*Task requirements:* From the text on stenting aortic coarctation in older patients, extract the part that opens with the words containing "Native aortic coarctation" and closes with "46 and older.", copying it word for word.

*Document excerpt:*
* * * * * * * * *

Native aortic coarctation stenting in patients ≥ 46 years old.

INTRODUCTION: Stent implantation is an effective therapy for aortic coarctation (CoA) in adolescents and adults. AIM: To present a unique group of patients with native coarctation of the aorta older than or equal to 46 years treated with bare metal or covered stents.
MATERIAL AND METHODS: Since 2002 we have performed stent implantations by applying bare metal stents or covered stents using femoral access in 24 patients aged 46 and older.
RESULTS: We used the Mullins technique in all cases, implanting different stents: Palmaz, Cheatham-Platinum (CP), covered CP or Andrastents XL/XXL. Twenty-one procedures were elective and 3 were urgent. Eighteen bare metal stents (2 stents in one patient) and 7 covered stents were used. All procedures were effective (CoA gradient reduced < 20 mm Hg), despite 2 migrations of bare metal stents. Mean gradient was reduced from 50.6 ±15.3 to 6.8 ±6.5 mm Hg (p < 0.001) and mean lumen diameter of stenosed aorta increased from 5.5 ±2.5 to 14.9 ±5.2 mm (p < 0.001). One special case is discussed - a 49-year-old man with end staged heart failure and severe CoA, who underwent a rescue procedure with a bare metal stent. One serious complication - stroke of the central nervous system - was observed in a 53-year-old woman during covered stent implantation (symptoms resolved during rehabilitation process).
CONCLUSIONS: Stent implantation of native coarctation of the aorta is also a safe procedure in the eldest patients and is associated with persistent relief of aortic obstruction.

Introduction

Coarctation of the aorta (CoA) is a common congenital defect, which, although normally detected and surgically repaired in early childhood, may also be diagnosed in adulthood, usually in the context of investigation for hypertension. According to Campbell [1] in the natural history of native coarctation of the aorta 75% of patients died before they reached the age of 46. Cardiovascular specialists generally agree that percutaneous balloon angioplasty, with or without stent implantation, is the preferred treatment for recurrent postsurgical CoA. However, percutaneous treatment for non-operated aortic coarctation in adults remains more controversial [2]. The European Society of Cardiology guidelines for the management of adult congenital heart diseases recommended intervention in all patients with a non-invasive pressure difference > 20 mm Hg between the upper and lower limbs accompanied by upper limb hypertension (> 140/90 mm Hg), pathological pressure blood response during exercise or significant left ventricular hypertrophy, regardless of symptoms (class IC indication) [3].

Aim

Here we present a unique group of patients with native coarctation of the aorta older than or equal to 46 years treated with bare metal or covered stents.

* * * * * * * * *

[Stored records]
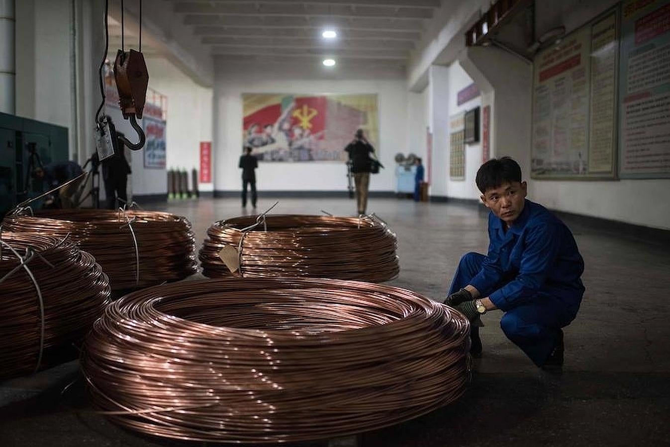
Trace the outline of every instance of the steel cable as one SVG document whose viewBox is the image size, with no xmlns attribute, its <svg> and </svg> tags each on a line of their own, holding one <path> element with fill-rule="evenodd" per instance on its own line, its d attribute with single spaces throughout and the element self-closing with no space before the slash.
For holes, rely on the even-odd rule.
<svg viewBox="0 0 670 447">
<path fill-rule="evenodd" d="M 3 229 L 58 238 L 70 234 L 81 250 L 95 256 L 114 290 L 176 281 L 197 270 L 190 222 L 168 213 L 44 210 L 34 216 L 8 215 Z"/>
<path fill-rule="evenodd" d="M 467 381 L 469 323 L 403 289 L 328 279 L 157 286 L 105 309 L 84 344 L 92 398 L 145 434 L 297 442 L 392 425 Z"/>
<path fill-rule="evenodd" d="M 382 282 L 398 275 L 395 235 L 374 215 L 270 215 L 263 224 L 242 231 L 255 222 L 256 216 L 239 217 L 210 227 L 199 254 L 205 276 Z M 225 246 L 238 250 L 239 269 L 234 272 L 219 256 Z"/>
<path fill-rule="evenodd" d="M 83 339 L 111 292 L 93 256 L 71 240 L 7 232 L 1 240 L 0 379 L 7 379 L 60 363 L 59 349 Z M 17 269 L 21 264 L 29 273 Z"/>
</svg>

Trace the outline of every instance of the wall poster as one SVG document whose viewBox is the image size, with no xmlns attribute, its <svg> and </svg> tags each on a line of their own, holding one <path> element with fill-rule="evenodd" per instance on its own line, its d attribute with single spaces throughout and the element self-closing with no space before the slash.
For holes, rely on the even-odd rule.
<svg viewBox="0 0 670 447">
<path fill-rule="evenodd" d="M 358 128 L 379 153 L 376 94 L 244 93 L 242 103 L 244 145 L 259 160 L 344 161 Z"/>
<path fill-rule="evenodd" d="M 618 17 L 610 9 L 535 56 L 533 178 L 615 177 Z"/>
<path fill-rule="evenodd" d="M 212 142 L 200 141 L 201 183 L 212 183 Z"/>
<path fill-rule="evenodd" d="M 491 106 L 486 105 L 482 109 L 482 164 L 491 158 Z"/>
<path fill-rule="evenodd" d="M 165 169 L 165 121 L 162 111 L 152 111 L 145 106 L 142 126 L 147 143 L 144 146 L 144 167 L 152 169 Z"/>
<path fill-rule="evenodd" d="M 465 113 L 449 117 L 449 177 L 465 180 Z"/>
<path fill-rule="evenodd" d="M 620 64 L 619 175 L 670 177 L 670 1 L 624 2 Z"/>
</svg>

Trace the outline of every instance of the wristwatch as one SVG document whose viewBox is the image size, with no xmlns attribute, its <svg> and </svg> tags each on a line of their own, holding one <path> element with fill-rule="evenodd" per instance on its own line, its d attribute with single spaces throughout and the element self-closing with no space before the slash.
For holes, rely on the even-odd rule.
<svg viewBox="0 0 670 447">
<path fill-rule="evenodd" d="M 474 300 L 474 306 L 477 308 L 477 312 L 480 315 L 483 315 L 486 313 L 486 308 L 484 306 L 484 304 L 482 303 L 482 300 L 480 299 L 476 299 Z"/>
</svg>

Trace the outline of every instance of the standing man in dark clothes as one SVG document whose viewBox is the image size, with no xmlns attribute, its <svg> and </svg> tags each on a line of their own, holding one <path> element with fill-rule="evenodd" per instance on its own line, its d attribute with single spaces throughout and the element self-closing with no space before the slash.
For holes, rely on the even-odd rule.
<svg viewBox="0 0 670 447">
<path fill-rule="evenodd" d="M 246 155 L 240 157 L 239 167 L 242 168 L 242 206 L 247 206 L 247 185 L 251 185 L 251 206 L 256 207 L 256 172 L 258 160 L 251 155 L 251 146 L 245 147 Z"/>
<path fill-rule="evenodd" d="M 417 157 L 417 171 L 414 174 L 414 201 L 421 200 L 421 185 L 423 183 L 423 165 L 421 164 L 421 159 Z"/>
<path fill-rule="evenodd" d="M 114 155 L 100 162 L 103 165 L 103 182 L 105 183 L 105 193 L 107 196 L 107 209 L 116 209 L 128 201 L 128 175 L 131 173 L 130 165 L 123 155 L 125 147 L 119 145 L 119 153 L 115 151 Z M 93 157 L 97 157 L 97 153 Z M 117 201 L 119 203 L 117 203 Z"/>
<path fill-rule="evenodd" d="M 365 214 L 373 162 L 370 154 L 375 153 L 375 148 L 365 139 L 363 130 L 358 129 L 356 131 L 354 141 L 344 150 L 348 153 L 349 160 L 352 163 L 351 172 L 354 174 L 354 183 L 356 185 L 356 201 L 358 207 L 358 214 Z"/>
<path fill-rule="evenodd" d="M 584 292 L 584 262 L 572 233 L 541 205 L 526 199 L 516 161 L 489 160 L 477 172 L 488 214 L 488 253 L 468 253 L 458 264 L 445 304 L 470 321 L 496 309 L 500 328 L 543 368 L 563 365 L 561 328 L 577 315 Z M 470 351 L 482 351 L 473 327 Z"/>
</svg>

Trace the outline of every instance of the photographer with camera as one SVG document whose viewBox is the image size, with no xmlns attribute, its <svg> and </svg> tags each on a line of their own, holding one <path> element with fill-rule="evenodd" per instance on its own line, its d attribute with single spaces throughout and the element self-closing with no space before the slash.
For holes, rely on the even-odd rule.
<svg viewBox="0 0 670 447">
<path fill-rule="evenodd" d="M 375 148 L 365 139 L 362 129 L 356 131 L 353 141 L 344 149 L 349 155 L 351 163 L 351 172 L 354 174 L 356 185 L 356 201 L 358 214 L 365 214 L 368 204 L 368 188 L 370 185 L 370 173 L 373 169 L 379 172 L 379 162 L 371 158 L 370 154 L 375 155 Z M 376 166 L 374 165 L 377 164 Z"/>
</svg>

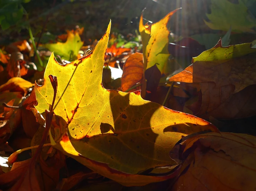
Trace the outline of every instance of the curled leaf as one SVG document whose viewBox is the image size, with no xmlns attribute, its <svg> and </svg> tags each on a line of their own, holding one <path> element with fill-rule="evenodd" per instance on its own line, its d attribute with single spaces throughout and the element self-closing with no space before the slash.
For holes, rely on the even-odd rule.
<svg viewBox="0 0 256 191">
<path fill-rule="evenodd" d="M 158 169 L 155 175 L 140 174 L 177 164 L 168 152 L 183 136 L 218 130 L 194 116 L 144 100 L 138 91 L 104 88 L 102 69 L 110 30 L 110 23 L 93 51 L 74 62 L 60 65 L 52 54 L 44 85 L 35 86 L 35 107 L 43 114 L 51 108 L 53 90 L 48 76 L 56 76 L 59 83 L 53 111 L 59 119 L 55 138 L 51 138 L 54 147 L 124 185 L 143 185 L 170 178 L 175 175 L 171 168 L 168 172 Z M 60 127 L 68 131 L 56 138 Z"/>
<path fill-rule="evenodd" d="M 192 137 L 171 151 L 173 159 L 185 160 L 172 190 L 255 190 L 256 153 L 252 135 L 209 133 Z"/>
</svg>

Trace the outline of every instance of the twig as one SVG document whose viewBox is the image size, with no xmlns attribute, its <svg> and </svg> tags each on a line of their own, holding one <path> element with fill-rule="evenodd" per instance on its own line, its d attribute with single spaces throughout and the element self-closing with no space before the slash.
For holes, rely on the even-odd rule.
<svg viewBox="0 0 256 191">
<path fill-rule="evenodd" d="M 32 31 L 31 30 L 31 28 L 30 28 L 30 26 L 28 26 L 28 32 L 29 33 L 29 37 L 31 39 L 32 41 L 32 44 L 33 45 L 33 47 L 34 48 L 34 50 L 35 51 L 35 53 L 36 55 L 36 57 L 37 57 L 38 59 L 38 61 L 39 62 L 39 64 L 41 67 L 43 68 L 43 64 L 42 60 L 41 60 L 41 58 L 39 56 L 39 54 L 37 52 L 37 49 L 36 48 L 36 44 L 35 42 L 35 40 L 34 40 L 34 37 L 33 37 L 33 34 L 32 33 Z"/>
<path fill-rule="evenodd" d="M 52 8 L 55 5 L 55 3 L 56 2 L 56 0 L 54 0 L 53 2 L 52 3 Z M 50 15 L 50 14 L 47 14 L 47 16 L 46 16 L 46 19 L 45 19 L 45 21 L 44 23 L 44 25 L 43 26 L 43 28 L 42 28 L 42 30 L 41 31 L 41 32 L 40 32 L 40 34 L 39 34 L 39 37 L 38 38 L 38 40 L 37 41 L 37 43 L 36 44 L 36 50 L 37 50 L 37 49 L 38 48 L 38 46 L 39 44 L 39 42 L 40 42 L 40 41 L 41 40 L 41 38 L 42 37 L 43 33 L 44 32 L 44 30 L 45 28 L 46 24 L 47 24 L 47 23 L 48 22 L 48 21 L 49 20 L 49 16 Z M 35 56 L 34 55 L 34 56 Z"/>
</svg>

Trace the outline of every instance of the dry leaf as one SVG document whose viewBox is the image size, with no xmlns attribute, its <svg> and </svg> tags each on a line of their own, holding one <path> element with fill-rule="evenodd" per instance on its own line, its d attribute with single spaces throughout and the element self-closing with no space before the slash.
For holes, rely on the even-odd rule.
<svg viewBox="0 0 256 191">
<path fill-rule="evenodd" d="M 168 152 L 183 136 L 218 130 L 194 116 L 145 101 L 138 91 L 104 89 L 102 68 L 110 30 L 110 23 L 93 51 L 77 60 L 62 65 L 52 54 L 44 85 L 35 86 L 35 108 L 44 114 L 51 107 L 54 90 L 48 77 L 54 75 L 59 82 L 53 111 L 59 125 L 54 126 L 55 141 L 51 137 L 55 148 L 124 185 L 143 185 L 173 177 L 176 169 L 166 173 L 163 169 L 164 176 L 160 169 L 159 176 L 139 173 L 176 164 Z M 56 135 L 67 128 L 68 135 Z"/>
<path fill-rule="evenodd" d="M 144 84 L 145 87 L 143 59 L 142 54 L 136 52 L 130 56 L 126 60 L 123 68 L 123 74 L 121 78 L 122 91 L 125 92 L 130 89 L 127 92 L 133 92 L 141 89 L 142 86 L 130 89 L 138 83 Z M 144 91 L 145 91 L 145 89 L 144 90 Z"/>
<path fill-rule="evenodd" d="M 254 190 L 256 155 L 252 135 L 209 133 L 192 137 L 171 152 L 173 159 L 185 160 L 172 190 Z"/>
</svg>

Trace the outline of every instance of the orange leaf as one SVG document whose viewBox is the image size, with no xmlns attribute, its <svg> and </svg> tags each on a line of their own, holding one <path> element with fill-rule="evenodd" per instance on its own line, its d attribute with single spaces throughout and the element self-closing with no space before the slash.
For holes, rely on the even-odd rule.
<svg viewBox="0 0 256 191">
<path fill-rule="evenodd" d="M 172 190 L 256 189 L 255 137 L 209 133 L 192 137 L 176 146 L 171 157 L 178 157 L 176 159 L 185 161 Z"/>
<path fill-rule="evenodd" d="M 143 59 L 142 54 L 136 52 L 130 56 L 126 60 L 123 68 L 121 78 L 121 88 L 123 91 L 126 91 L 138 83 L 144 83 L 145 87 Z M 141 89 L 140 86 L 130 90 L 128 92 Z"/>
<path fill-rule="evenodd" d="M 25 64 L 22 54 L 19 52 L 12 53 L 6 68 L 10 77 L 21 77 L 27 74 L 28 69 L 25 67 Z"/>
<path fill-rule="evenodd" d="M 0 52 L 0 61 L 4 64 L 7 64 L 8 60 L 10 59 L 9 57 L 7 54 L 4 54 L 2 52 Z"/>
<path fill-rule="evenodd" d="M 62 154 L 57 152 L 44 161 L 40 158 L 15 162 L 11 171 L 0 175 L 0 189 L 11 191 L 51 191 L 59 180 L 59 171 L 63 166 Z"/>
<path fill-rule="evenodd" d="M 124 52 L 130 51 L 132 49 L 122 48 L 122 47 L 118 48 L 116 48 L 116 43 L 111 46 L 110 48 L 107 49 L 107 53 L 111 53 L 113 56 L 116 57 L 121 55 Z"/>
</svg>

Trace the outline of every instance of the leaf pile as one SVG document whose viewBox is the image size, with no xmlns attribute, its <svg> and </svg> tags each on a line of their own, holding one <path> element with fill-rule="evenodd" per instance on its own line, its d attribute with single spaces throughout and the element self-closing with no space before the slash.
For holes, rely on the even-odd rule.
<svg viewBox="0 0 256 191">
<path fill-rule="evenodd" d="M 212 4 L 208 25 L 228 31 L 213 47 L 170 33 L 179 9 L 142 14 L 136 36 L 111 21 L 89 45 L 77 27 L 1 46 L 0 189 L 256 189 L 256 49 L 224 46 L 255 23 L 217 18 L 233 19 L 230 3 L 245 14 L 243 2 Z"/>
</svg>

* * * * * * * * *

*Solution:*
Native aortic coarctation stenting in patients ≥ 46 years old.

INTRODUCTION: Stent implantation is an effective therapy for aortic coarctation (CoA) in adolescents and adults. AIM: To present a unique group of patients with native coarctation of the aorta older than or equal to 46 years treated with bare metal or covered stents.
MATERIAL AND METHODS: Since 2002 we have performed stent implantations by applying bare metal stents or covered stents using femoral access in 24 patients aged 46 and older.